→ **INSTRUCTIONS**
A: Answer these questions using the text about Punnami Naagu:
(i) Who directed the film?
(ii) Which actor plays Naagraj, the male snake?
(iii) Where was the childhood scene involving Mumaith Khan's character shot?
B: Retype the text about Punnami Naagu word for word between "Punnami Naagu is" and "a city woman.", inclusive.

→ **GIVEN TEXT**
★ ★ ★ ★ ★ ★ ★

Punnami Naagu is a 2009 Telugu language female-centric horror film directed by A. Kodandarami Reddy. Mumaith Khan plays dual roles as a  snakewoman and a city woman.

Cast 

 Mumaith Khan as the female snake / Honey, a model. People from the village think that Honey is a devadasi.
 Rajiv Kanakala as Rajiv
 Nizhagal Ravi as Honey's father who is a sincere police officer
 Suhasini as Kajal
 Srinivasa Reddy
 Nalini as Mayadevi Bhairavi, the witch
 M. S. Narayana as Kajal's uncle
 Aditya Om as Naagraj, the male snake
 Vinod Kumar as one of the poachers
 Madhusudhan Rao as one of the poachers
 Manobala as a police officer
 Shankar Melkote as Dr. Pallalokam
 Venu Madhav
 Tamil version
 Delhi Ganesh as a priest
 Adithya as a police officer
 Vennira Aadai Moorthy as a lawyer
 Aarthi as a police officer

Production  
A childhood scene regarding Mumaith Khan's character was shot in Tamil Nadu. The film was partially re-shot in Tamil as Pournami Nagam with director Yaar Kannan with Karunas portraying the male lead.

★ ★ ★ ★ ★ ★ ★

→ **INFORMATION GIVEN**

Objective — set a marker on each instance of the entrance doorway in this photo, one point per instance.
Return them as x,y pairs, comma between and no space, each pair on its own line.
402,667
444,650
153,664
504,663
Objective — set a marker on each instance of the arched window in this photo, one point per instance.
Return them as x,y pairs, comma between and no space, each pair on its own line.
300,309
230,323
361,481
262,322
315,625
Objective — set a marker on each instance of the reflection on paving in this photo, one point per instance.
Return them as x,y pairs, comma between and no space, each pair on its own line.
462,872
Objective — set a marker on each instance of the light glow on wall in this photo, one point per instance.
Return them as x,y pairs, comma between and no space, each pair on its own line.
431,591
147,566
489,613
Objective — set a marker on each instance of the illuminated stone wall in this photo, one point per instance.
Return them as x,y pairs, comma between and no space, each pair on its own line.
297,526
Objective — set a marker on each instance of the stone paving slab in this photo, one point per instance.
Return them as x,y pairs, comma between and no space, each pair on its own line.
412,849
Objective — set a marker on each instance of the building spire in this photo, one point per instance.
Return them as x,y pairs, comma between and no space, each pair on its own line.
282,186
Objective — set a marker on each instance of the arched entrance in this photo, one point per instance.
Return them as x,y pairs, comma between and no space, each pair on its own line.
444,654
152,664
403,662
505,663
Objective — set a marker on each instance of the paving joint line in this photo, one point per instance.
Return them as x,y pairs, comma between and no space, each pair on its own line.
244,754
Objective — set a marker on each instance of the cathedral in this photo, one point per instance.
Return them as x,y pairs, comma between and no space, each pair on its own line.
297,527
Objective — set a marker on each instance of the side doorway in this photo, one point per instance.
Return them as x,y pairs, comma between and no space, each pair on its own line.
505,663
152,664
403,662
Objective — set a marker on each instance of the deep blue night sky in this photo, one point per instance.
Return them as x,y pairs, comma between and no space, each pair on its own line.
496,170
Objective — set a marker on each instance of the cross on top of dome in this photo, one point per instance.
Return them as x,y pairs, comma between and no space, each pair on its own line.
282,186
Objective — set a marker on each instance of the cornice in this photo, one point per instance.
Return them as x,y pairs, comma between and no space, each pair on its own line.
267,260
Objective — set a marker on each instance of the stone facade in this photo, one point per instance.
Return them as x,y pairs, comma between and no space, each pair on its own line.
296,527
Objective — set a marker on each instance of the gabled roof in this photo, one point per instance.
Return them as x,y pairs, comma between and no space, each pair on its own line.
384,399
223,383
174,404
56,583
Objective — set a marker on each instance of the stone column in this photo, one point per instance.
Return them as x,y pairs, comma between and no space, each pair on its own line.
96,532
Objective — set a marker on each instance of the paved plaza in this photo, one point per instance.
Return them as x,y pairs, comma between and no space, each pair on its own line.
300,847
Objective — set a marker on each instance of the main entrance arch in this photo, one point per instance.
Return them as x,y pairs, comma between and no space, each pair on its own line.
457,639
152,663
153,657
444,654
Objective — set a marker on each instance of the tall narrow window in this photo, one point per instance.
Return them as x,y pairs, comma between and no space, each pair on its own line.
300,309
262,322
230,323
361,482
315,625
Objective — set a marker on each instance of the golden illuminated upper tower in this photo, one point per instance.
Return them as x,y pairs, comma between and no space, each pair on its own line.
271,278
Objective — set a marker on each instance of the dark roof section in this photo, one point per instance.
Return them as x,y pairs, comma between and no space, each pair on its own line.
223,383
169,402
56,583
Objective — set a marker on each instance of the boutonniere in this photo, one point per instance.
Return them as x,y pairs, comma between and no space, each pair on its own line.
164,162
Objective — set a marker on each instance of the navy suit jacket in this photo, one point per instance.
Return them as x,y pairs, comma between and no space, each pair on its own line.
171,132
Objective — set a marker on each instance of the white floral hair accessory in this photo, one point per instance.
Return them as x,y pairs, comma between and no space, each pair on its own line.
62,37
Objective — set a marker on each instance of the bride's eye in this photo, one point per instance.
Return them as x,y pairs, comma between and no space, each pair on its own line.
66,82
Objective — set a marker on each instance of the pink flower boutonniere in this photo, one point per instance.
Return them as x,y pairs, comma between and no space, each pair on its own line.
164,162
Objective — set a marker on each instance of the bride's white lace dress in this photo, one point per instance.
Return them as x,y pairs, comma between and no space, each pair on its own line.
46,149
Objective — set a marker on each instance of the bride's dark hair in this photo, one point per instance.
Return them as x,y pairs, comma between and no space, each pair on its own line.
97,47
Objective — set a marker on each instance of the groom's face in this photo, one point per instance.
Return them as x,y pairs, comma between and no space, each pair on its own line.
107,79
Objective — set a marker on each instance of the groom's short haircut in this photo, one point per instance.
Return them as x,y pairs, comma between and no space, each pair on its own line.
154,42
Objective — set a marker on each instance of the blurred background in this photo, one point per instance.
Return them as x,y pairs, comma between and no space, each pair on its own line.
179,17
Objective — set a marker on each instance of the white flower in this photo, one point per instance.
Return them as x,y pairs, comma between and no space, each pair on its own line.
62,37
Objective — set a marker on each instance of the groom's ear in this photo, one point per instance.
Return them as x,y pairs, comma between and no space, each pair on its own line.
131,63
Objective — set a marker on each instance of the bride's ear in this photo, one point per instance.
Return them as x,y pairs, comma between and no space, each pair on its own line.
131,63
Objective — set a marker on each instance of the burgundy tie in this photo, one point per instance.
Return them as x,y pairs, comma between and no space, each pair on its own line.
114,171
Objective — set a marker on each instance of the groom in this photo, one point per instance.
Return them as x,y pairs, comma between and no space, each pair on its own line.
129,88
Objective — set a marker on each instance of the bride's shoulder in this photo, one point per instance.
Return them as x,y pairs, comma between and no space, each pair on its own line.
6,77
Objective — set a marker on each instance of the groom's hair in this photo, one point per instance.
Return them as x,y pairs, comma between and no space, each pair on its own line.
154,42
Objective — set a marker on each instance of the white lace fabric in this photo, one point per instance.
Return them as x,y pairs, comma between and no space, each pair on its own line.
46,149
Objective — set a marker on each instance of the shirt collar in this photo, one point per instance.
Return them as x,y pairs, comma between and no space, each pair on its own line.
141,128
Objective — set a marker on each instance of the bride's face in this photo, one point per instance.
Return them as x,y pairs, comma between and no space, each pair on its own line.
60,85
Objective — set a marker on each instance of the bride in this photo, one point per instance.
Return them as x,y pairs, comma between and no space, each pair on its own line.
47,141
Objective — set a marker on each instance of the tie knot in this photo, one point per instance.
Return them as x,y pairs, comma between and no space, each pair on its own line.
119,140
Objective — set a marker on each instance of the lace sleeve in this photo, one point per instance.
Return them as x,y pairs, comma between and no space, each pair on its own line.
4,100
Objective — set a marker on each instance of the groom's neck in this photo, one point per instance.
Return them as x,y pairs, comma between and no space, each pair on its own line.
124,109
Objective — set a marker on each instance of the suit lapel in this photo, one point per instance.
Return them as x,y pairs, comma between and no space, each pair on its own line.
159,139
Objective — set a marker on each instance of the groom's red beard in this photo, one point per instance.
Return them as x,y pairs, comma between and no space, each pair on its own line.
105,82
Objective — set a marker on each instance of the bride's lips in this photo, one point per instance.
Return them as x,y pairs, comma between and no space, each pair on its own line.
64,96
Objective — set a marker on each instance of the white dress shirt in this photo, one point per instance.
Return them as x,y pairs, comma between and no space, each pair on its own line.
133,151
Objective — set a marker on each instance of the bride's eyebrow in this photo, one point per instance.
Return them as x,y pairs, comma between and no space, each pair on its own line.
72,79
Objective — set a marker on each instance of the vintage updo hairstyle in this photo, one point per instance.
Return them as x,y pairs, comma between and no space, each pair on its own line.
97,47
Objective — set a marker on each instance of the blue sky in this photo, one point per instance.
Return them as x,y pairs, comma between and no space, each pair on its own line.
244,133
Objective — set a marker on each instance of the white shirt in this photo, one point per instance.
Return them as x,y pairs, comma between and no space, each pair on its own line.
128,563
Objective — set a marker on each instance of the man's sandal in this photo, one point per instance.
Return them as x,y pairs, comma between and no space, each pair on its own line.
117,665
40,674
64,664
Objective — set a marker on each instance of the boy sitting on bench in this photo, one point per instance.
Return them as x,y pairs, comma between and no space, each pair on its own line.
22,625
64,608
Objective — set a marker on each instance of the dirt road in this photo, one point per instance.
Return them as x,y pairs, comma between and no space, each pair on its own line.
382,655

★ ★ ★ ★ ★ ★ ★

→ **REPLIES**
A:
(i) A. Kodandarami Reddy
(ii) Aditya Om
(iii) Tamil Nadu

B:
Punnami Naagu is a 2009 Telugu language female-centric horror film directed by A. Kodandarami Reddy. Mumaith Khan plays dual roles as a  snakewoman and a city woman.